* Begin Input for this task *

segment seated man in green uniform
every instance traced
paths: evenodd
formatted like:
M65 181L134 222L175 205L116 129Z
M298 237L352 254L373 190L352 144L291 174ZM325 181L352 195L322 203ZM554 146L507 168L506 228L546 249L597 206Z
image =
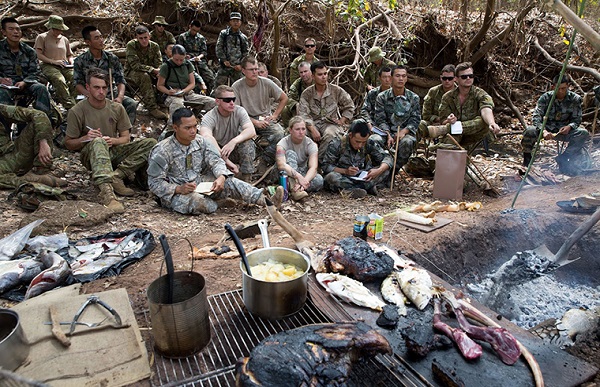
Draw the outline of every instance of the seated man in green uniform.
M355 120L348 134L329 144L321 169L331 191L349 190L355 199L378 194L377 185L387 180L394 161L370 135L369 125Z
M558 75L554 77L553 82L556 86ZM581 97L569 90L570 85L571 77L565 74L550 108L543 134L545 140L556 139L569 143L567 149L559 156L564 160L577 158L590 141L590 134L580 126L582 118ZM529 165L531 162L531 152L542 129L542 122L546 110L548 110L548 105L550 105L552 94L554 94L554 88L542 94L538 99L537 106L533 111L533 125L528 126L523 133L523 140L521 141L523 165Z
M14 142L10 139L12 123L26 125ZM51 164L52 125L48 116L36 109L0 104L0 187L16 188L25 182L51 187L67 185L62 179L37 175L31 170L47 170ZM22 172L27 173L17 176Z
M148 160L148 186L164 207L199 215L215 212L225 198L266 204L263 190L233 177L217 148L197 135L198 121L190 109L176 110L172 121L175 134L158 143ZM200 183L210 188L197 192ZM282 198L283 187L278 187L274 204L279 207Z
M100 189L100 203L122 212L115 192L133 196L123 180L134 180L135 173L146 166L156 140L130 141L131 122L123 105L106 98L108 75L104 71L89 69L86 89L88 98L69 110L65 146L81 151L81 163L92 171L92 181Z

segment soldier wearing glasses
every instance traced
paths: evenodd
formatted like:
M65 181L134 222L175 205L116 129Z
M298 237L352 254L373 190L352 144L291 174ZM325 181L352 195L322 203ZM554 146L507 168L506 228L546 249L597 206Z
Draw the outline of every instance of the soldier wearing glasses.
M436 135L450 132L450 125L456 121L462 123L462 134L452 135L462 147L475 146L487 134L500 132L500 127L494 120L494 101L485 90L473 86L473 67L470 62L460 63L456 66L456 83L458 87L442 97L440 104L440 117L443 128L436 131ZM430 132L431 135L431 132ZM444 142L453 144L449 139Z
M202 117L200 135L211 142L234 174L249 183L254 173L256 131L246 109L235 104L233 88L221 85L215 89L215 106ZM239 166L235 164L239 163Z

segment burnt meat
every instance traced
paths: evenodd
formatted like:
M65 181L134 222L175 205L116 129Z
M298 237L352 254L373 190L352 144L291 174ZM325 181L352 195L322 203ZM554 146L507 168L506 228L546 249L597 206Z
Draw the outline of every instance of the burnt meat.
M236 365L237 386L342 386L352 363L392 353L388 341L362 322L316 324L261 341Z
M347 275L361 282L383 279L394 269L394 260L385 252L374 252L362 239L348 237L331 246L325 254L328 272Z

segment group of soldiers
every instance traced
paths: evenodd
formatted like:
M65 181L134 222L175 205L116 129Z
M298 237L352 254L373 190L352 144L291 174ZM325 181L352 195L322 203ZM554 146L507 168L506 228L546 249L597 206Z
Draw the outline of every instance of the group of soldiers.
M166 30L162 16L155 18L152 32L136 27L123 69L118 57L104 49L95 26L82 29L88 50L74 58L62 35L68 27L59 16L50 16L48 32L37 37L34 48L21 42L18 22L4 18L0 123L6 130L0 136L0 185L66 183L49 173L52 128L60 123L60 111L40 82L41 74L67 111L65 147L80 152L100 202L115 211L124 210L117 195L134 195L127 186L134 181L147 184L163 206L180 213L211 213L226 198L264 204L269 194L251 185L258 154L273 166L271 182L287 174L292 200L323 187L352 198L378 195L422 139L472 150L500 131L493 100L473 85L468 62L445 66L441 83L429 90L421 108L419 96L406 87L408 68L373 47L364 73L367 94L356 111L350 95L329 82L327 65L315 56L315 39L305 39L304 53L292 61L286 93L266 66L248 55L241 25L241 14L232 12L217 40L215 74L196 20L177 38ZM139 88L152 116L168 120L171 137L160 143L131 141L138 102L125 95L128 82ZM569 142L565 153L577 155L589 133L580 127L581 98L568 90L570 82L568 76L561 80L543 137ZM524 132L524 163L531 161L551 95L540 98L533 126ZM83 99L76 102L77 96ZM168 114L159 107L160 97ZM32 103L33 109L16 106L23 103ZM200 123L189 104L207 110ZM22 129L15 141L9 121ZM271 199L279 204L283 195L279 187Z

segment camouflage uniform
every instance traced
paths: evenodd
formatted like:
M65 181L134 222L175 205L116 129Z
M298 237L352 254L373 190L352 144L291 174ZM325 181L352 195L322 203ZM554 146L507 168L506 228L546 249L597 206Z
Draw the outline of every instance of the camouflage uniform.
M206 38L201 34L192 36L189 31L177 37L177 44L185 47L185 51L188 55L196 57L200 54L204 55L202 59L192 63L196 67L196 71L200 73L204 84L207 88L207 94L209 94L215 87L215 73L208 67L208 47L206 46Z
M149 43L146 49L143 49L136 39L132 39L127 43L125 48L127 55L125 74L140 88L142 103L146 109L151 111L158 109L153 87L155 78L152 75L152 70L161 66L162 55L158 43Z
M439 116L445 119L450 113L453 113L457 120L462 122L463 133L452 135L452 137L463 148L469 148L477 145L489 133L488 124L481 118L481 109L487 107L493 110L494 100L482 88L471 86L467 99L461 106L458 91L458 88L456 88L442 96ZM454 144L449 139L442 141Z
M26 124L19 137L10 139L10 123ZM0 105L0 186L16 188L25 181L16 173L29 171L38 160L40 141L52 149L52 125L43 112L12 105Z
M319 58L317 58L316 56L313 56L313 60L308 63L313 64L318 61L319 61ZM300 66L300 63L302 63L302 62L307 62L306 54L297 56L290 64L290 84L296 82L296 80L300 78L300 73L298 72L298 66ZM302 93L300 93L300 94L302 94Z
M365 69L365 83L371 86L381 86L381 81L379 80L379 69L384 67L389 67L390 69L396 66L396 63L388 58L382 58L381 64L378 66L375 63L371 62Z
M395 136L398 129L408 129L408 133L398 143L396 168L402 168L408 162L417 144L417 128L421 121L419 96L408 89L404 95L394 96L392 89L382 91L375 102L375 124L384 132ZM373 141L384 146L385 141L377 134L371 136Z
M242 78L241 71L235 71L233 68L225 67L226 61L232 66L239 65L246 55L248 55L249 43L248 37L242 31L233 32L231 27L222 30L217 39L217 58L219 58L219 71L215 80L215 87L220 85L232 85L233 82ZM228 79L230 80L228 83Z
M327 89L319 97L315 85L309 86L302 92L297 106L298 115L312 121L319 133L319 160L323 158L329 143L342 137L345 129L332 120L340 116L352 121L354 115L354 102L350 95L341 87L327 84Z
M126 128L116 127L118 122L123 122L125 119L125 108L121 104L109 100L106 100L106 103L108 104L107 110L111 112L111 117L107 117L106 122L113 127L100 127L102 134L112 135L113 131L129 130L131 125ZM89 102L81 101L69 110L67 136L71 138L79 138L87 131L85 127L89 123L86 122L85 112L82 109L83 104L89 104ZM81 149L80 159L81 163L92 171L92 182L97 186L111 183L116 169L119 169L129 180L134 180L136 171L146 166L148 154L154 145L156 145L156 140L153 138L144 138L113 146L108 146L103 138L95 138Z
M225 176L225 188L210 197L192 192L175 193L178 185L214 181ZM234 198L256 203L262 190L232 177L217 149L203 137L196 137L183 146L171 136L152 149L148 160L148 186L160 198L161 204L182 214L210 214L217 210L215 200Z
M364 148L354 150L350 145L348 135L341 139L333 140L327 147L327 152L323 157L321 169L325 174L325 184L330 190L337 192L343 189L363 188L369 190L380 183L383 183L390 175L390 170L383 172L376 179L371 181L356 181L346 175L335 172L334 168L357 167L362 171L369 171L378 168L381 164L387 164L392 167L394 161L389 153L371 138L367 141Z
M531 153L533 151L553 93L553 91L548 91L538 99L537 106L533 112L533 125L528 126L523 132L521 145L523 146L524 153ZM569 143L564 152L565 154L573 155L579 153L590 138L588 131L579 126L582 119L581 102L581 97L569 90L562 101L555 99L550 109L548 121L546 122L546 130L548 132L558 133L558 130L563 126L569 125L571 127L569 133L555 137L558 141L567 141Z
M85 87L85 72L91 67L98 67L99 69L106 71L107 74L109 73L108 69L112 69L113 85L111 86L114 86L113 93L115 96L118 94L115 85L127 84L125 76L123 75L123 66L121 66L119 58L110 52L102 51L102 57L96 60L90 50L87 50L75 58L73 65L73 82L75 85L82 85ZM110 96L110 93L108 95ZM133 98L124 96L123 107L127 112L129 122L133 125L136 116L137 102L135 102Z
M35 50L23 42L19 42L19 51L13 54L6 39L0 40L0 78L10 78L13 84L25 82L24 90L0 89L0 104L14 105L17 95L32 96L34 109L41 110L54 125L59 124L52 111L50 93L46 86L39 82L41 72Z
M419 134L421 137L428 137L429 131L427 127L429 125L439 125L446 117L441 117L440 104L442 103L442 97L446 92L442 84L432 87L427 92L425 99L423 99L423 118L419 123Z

* End Input for this task *
* Begin Input for this task *

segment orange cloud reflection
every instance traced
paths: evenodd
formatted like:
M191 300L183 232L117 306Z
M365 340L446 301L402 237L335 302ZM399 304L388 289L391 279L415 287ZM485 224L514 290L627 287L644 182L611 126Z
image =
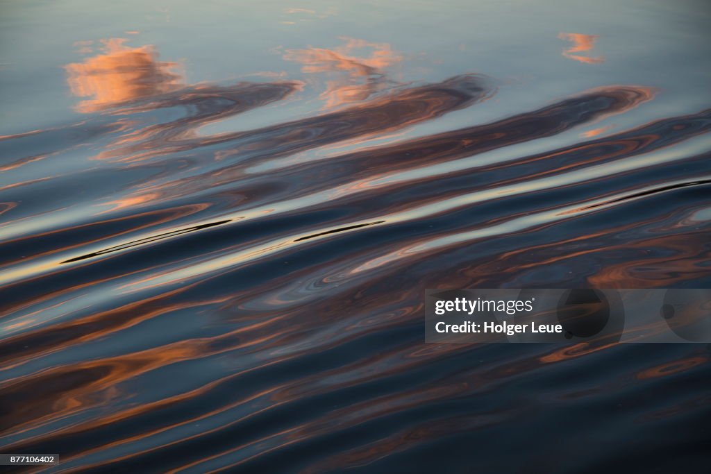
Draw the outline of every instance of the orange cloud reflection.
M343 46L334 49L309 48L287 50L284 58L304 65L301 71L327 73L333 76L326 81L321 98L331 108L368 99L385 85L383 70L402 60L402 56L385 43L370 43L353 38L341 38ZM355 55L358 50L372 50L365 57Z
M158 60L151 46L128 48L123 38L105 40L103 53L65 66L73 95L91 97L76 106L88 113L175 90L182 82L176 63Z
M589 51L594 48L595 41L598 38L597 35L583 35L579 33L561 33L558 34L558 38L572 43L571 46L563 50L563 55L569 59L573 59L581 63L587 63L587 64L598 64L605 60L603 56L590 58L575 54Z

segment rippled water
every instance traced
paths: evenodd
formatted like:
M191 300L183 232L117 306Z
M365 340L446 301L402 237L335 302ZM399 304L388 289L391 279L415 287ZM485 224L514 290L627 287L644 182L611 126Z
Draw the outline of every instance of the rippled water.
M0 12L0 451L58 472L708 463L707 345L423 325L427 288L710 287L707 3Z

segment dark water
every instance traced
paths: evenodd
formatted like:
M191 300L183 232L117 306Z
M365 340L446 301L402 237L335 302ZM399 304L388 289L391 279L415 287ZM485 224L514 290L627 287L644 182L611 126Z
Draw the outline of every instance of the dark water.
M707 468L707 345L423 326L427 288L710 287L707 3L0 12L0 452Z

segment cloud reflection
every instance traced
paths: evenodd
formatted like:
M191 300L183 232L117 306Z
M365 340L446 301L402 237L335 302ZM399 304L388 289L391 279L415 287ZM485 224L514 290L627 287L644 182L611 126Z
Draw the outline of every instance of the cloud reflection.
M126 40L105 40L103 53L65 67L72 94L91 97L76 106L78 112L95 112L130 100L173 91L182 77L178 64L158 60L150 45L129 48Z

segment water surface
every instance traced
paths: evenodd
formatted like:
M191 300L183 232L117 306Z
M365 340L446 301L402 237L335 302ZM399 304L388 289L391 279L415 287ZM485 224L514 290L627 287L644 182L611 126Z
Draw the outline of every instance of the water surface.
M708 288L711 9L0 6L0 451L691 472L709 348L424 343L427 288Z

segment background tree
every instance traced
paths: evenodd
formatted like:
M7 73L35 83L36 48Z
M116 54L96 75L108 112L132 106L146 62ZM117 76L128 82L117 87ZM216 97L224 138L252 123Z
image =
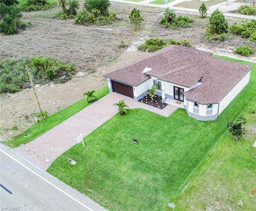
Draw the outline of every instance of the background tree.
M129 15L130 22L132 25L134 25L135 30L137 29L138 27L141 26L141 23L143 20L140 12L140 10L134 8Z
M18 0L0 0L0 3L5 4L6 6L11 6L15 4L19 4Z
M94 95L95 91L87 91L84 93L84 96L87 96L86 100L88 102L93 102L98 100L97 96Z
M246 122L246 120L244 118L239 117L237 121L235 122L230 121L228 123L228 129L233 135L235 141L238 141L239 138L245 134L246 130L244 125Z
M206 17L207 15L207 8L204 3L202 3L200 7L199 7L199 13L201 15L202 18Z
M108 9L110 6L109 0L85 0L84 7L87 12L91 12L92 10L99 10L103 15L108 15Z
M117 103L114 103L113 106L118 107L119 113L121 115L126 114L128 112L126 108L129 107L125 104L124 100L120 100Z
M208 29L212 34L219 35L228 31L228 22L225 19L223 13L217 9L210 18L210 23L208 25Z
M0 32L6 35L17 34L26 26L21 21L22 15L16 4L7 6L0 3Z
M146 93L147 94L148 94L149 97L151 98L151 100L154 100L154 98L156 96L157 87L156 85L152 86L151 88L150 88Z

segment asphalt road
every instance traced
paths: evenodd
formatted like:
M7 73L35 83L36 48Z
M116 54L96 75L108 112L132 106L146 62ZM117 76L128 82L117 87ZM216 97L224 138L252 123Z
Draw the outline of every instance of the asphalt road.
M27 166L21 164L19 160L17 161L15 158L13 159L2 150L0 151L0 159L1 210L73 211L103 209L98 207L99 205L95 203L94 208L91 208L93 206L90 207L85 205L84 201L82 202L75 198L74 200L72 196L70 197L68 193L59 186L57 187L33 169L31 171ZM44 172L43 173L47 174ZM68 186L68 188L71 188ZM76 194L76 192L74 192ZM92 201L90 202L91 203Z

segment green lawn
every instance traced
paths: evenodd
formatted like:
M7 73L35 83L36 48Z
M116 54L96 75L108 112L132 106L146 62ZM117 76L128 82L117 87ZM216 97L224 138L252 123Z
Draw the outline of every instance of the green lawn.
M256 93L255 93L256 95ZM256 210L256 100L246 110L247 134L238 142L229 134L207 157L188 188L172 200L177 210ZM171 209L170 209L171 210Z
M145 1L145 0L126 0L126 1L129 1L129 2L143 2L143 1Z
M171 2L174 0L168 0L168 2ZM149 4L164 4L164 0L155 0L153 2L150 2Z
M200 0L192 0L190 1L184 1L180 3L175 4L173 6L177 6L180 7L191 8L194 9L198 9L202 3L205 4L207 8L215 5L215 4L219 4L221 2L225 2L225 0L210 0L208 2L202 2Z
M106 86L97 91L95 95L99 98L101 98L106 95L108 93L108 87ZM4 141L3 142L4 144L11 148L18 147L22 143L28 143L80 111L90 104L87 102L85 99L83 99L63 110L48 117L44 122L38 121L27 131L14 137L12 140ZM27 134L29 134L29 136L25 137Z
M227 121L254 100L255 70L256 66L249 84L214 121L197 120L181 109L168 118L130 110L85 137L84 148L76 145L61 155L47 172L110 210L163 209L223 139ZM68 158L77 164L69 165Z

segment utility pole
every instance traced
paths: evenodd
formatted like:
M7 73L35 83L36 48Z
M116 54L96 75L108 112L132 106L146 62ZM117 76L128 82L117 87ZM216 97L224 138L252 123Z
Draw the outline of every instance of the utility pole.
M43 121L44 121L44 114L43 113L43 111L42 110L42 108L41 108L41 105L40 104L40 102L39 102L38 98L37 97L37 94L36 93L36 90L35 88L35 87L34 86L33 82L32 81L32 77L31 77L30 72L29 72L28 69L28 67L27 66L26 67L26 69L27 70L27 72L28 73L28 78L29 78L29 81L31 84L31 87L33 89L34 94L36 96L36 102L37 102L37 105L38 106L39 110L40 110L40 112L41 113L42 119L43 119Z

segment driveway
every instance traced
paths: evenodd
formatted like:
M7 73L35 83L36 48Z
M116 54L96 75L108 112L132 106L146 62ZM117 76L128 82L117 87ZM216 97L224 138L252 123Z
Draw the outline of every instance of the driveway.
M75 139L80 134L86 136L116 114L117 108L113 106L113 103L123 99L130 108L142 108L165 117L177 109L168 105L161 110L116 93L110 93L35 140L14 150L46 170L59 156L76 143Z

* End Input for this task *

# Task description
Please report each line of the material above that contains the word "dark", treating uppercase and lowercase letters as different.

# Answer to the task
segment dark water
Draw the outline of every instance of the dark water.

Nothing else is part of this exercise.